►

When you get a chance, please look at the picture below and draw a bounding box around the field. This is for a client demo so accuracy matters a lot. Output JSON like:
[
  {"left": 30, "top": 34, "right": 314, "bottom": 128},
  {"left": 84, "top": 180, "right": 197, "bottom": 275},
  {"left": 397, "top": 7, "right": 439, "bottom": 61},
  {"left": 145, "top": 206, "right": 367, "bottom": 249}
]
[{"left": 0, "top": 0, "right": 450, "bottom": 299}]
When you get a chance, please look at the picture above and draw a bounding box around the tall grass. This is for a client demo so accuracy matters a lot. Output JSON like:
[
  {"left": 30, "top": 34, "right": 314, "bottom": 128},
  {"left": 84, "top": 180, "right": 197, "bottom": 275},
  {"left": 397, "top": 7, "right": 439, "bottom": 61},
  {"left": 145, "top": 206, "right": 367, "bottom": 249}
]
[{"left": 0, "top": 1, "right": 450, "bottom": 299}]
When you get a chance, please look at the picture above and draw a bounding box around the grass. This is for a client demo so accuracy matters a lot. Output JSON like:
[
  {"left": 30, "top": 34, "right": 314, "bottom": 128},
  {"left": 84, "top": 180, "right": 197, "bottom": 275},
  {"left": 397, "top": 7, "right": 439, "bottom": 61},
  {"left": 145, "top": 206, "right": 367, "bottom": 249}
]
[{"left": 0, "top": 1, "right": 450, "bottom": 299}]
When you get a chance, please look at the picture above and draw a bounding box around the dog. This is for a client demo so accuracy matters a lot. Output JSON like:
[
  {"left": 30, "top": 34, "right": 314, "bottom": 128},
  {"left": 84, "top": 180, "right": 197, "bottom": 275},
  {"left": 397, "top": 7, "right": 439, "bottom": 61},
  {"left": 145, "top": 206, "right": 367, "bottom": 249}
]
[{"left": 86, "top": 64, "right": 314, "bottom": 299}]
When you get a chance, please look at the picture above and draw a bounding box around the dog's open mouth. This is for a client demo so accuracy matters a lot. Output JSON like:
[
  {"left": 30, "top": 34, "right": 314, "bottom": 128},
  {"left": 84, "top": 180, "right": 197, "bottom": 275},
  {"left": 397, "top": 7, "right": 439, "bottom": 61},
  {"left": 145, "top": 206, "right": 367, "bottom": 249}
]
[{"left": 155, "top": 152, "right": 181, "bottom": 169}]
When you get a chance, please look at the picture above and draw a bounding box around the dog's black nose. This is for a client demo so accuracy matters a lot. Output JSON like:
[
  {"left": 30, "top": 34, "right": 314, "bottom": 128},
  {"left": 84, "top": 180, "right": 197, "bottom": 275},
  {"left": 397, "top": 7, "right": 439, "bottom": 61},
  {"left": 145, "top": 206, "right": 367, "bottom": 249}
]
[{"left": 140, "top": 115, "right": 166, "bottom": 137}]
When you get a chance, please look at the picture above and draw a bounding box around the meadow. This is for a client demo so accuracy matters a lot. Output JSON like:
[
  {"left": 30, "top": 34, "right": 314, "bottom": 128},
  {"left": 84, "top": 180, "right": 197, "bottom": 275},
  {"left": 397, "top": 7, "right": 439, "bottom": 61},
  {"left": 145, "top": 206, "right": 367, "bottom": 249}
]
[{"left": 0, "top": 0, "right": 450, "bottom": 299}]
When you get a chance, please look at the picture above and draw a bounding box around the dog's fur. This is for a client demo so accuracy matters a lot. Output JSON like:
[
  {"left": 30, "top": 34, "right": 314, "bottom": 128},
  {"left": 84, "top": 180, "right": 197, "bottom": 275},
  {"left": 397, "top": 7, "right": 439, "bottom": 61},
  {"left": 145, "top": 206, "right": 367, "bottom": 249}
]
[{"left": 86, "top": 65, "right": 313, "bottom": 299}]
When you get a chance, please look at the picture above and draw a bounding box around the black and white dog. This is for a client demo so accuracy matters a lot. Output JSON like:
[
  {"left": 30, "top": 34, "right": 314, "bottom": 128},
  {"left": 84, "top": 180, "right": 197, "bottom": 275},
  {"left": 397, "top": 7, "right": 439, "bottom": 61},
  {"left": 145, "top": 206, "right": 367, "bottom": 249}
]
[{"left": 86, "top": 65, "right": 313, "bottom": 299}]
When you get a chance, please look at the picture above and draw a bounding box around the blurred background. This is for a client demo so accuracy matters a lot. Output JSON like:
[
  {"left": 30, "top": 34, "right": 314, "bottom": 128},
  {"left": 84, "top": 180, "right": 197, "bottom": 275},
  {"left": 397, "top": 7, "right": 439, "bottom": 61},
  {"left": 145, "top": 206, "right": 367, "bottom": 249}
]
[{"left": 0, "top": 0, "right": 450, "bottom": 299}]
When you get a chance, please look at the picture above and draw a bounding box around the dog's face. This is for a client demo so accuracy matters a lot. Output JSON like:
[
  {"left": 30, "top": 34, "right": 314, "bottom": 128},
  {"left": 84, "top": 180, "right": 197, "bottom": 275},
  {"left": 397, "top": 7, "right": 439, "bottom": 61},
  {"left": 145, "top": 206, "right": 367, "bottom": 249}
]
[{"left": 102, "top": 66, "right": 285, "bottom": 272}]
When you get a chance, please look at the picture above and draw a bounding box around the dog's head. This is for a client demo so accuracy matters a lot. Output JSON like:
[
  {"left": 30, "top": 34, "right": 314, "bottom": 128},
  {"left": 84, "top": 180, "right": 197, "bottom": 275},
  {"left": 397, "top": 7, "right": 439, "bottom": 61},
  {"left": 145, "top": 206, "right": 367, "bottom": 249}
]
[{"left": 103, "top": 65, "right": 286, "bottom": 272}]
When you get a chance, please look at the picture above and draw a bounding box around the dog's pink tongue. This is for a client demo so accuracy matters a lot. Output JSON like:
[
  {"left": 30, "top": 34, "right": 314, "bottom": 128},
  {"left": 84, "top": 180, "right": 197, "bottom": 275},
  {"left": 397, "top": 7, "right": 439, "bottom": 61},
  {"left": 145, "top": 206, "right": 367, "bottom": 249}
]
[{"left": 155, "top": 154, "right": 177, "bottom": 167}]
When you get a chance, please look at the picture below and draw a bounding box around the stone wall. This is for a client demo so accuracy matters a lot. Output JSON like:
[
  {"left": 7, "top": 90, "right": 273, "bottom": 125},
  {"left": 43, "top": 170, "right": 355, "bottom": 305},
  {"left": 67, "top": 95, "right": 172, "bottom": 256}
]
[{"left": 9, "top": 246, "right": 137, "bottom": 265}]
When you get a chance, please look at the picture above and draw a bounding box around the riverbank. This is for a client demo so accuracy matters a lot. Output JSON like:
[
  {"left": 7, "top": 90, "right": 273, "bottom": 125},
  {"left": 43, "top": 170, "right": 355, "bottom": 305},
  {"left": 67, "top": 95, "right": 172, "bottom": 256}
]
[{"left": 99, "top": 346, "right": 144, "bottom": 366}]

◄

• [SET EXERCISE] Locate every line in the records that contains the word "stone" and copy each one.

• [RESULT]
When you get a chance, please look at the picture below and draw a bounding box around the stone wall. This is for a client demo so accuracy matters a lot. Output JSON like:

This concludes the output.